◆ Teks Halaman ◆
● ● ● ●

Pemilih Foke Tradisional dan Ogah Berpikir

Senin, 16 Juli 2012 – 03:03 WIB
Foto: Indopos

JAKARTA - Hasil perhitungan cepat beberapa lembaga survei atas hasil pemungutan suara Pilgub DKI 2012 menempatkan pasangan Joko Widodo-Basuki T Purnama sebagai peraih suara terbanyak. Hasil ini berbanding terbalik dengan prediksi lembaga survei sendiri, yang sebelum hari pemilihan meramalkan pasangan Fauzi Bowo-Nachrowi Ramli sebagai pemenang.
   
Hasil ini menunjukan bahwa survei sangat kecil pengaruhnya terhadap keputusan pemilih. Alasannya diduga karena berubahnya perilaku pemilih ke arah yang semakin rasional sehingga sulit digiring oleh opini publik.
 
"Jokowi menang, koq bisa? Semua lembaga survei memenangkan Foke dan tak ada satu pun yang memenangkan Jokowi. Ini perilaku pemilih yang berubah, inilah pemilih yang rasional," kata Koordinator Nasional Jaringan Pemilih untuk Rakyat (JPPR), Yusfitriadi dalam acara diskusi di Galery Cafe, TIM Cikini, Jakarta Pusat Minggu (15/7).

● ● ● ●

(Entri identifikasi lokasi)
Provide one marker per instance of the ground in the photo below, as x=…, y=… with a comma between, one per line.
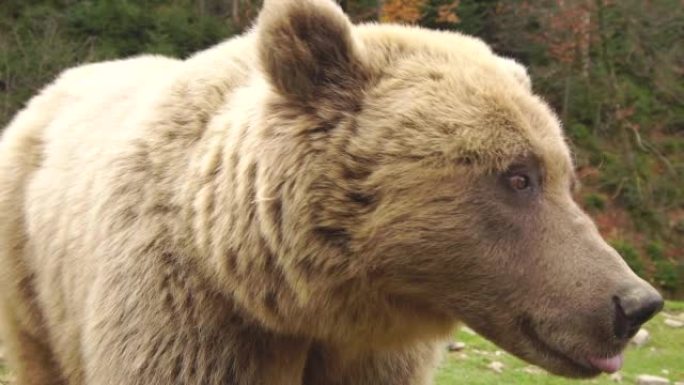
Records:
x=663, y=352
x=662, y=356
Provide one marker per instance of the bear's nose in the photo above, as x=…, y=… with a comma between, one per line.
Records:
x=634, y=308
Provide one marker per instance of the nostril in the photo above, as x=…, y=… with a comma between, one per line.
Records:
x=632, y=311
x=646, y=311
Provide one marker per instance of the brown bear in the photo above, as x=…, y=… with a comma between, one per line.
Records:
x=309, y=203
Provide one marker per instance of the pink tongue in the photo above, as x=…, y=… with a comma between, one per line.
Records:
x=608, y=365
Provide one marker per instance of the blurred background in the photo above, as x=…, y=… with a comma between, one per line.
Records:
x=612, y=69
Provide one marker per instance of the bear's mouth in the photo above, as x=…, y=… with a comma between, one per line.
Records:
x=574, y=367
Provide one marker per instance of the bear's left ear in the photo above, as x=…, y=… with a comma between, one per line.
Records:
x=306, y=49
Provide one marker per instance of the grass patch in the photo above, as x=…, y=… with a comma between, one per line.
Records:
x=661, y=356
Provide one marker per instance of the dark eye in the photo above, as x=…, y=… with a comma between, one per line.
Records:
x=519, y=182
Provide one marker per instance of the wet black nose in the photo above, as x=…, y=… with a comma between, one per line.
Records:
x=633, y=308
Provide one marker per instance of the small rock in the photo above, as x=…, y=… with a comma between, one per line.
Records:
x=673, y=323
x=641, y=338
x=646, y=379
x=496, y=366
x=455, y=346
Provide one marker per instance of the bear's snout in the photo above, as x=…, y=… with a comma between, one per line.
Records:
x=633, y=307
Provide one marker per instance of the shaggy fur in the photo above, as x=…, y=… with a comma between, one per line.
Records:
x=309, y=203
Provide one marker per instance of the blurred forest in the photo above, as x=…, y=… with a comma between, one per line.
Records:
x=612, y=69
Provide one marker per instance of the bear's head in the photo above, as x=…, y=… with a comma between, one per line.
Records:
x=420, y=182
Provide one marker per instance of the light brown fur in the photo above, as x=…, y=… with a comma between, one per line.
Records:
x=309, y=203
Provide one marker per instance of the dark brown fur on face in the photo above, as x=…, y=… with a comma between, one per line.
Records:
x=310, y=203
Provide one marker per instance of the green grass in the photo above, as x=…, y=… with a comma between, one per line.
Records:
x=662, y=356
x=664, y=352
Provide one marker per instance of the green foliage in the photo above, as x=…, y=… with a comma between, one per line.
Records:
x=614, y=77
x=661, y=356
x=594, y=202
x=40, y=38
x=666, y=275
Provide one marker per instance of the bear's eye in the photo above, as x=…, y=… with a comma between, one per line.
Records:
x=519, y=182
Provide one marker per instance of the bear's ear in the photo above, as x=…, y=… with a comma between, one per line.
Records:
x=306, y=48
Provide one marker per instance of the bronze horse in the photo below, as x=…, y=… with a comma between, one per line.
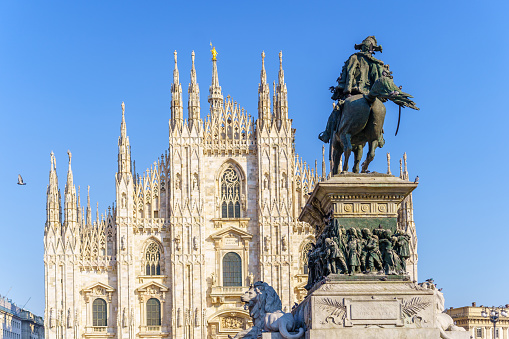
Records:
x=361, y=121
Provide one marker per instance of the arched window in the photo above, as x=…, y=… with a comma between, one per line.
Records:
x=232, y=269
x=99, y=312
x=152, y=260
x=230, y=194
x=304, y=256
x=153, y=312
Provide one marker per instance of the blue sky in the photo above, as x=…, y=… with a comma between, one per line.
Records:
x=65, y=67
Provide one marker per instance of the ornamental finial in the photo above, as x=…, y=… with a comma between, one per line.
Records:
x=214, y=52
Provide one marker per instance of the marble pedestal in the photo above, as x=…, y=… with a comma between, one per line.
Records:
x=368, y=307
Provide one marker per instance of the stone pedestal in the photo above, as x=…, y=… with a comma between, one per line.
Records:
x=373, y=305
x=374, y=308
x=357, y=200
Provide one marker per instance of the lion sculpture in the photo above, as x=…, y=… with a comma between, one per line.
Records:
x=444, y=321
x=265, y=309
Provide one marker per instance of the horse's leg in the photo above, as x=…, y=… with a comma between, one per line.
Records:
x=335, y=161
x=371, y=155
x=337, y=151
x=358, y=150
x=347, y=149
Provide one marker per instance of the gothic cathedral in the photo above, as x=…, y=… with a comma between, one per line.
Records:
x=217, y=211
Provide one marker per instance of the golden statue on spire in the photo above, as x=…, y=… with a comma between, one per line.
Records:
x=214, y=52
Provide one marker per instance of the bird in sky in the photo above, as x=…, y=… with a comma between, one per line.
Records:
x=20, y=180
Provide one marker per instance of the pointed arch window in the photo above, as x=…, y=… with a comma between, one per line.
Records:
x=99, y=312
x=304, y=257
x=153, y=312
x=232, y=269
x=230, y=194
x=153, y=260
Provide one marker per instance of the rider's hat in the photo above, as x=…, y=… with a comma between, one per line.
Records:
x=370, y=44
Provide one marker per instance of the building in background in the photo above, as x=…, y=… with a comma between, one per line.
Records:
x=184, y=240
x=470, y=318
x=17, y=323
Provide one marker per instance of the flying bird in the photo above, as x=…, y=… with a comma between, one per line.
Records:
x=20, y=180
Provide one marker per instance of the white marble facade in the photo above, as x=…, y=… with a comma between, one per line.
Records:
x=166, y=241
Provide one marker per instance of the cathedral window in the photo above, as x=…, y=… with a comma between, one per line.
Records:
x=230, y=194
x=153, y=312
x=99, y=312
x=232, y=269
x=153, y=260
x=304, y=256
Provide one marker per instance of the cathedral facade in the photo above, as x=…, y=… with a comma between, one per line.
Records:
x=216, y=212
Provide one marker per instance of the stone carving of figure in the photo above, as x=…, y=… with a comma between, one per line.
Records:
x=266, y=242
x=177, y=181
x=177, y=242
x=311, y=267
x=373, y=255
x=196, y=318
x=353, y=251
x=124, y=320
x=337, y=257
x=69, y=319
x=402, y=248
x=51, y=318
x=195, y=181
x=390, y=257
x=76, y=318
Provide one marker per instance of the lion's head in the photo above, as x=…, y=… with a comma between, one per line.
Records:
x=261, y=299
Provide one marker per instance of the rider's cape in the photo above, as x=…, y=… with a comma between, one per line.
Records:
x=359, y=73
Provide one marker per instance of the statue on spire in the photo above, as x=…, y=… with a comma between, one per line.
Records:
x=214, y=52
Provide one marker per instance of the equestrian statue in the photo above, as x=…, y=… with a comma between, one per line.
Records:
x=358, y=111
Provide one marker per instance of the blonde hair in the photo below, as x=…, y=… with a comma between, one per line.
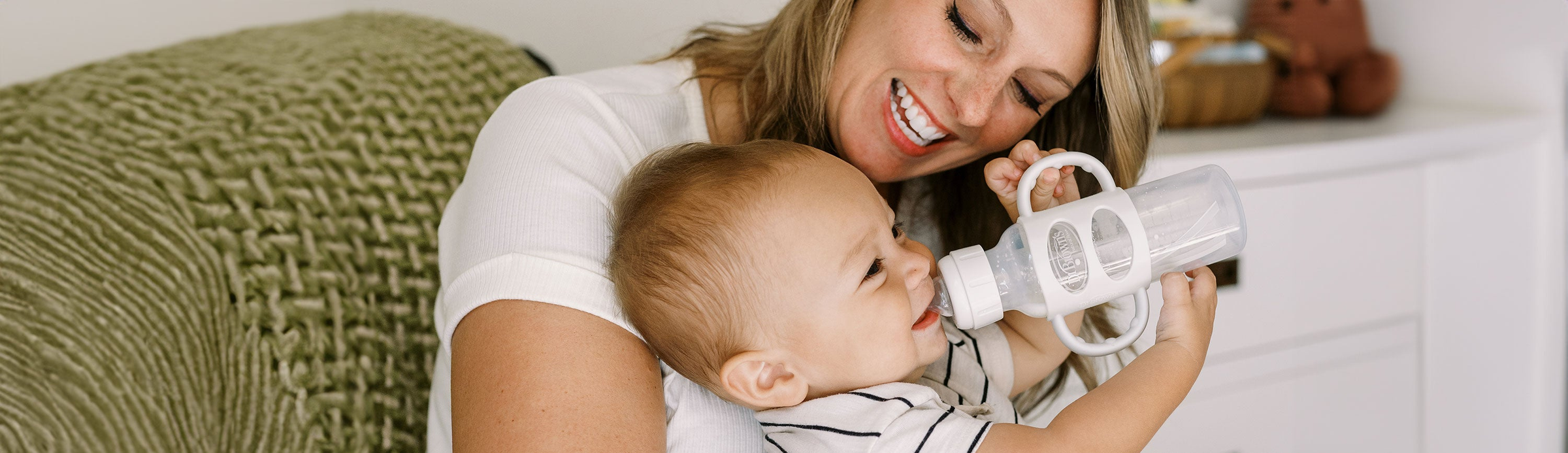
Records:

● ● ● ●

◆ Tugas ◆
Sebutkan semua nama orang yang muncul dalam berita tentang Pilgub DKI 2012, kecuali nama panggilan seperti "Foke" dan "Jokowi".

◆ Jawaban ◆
- Joko Widodo
- Basuki T Purnama
- Fauzi Bowo
- Nachrowi Ramli
- Yusfitriadi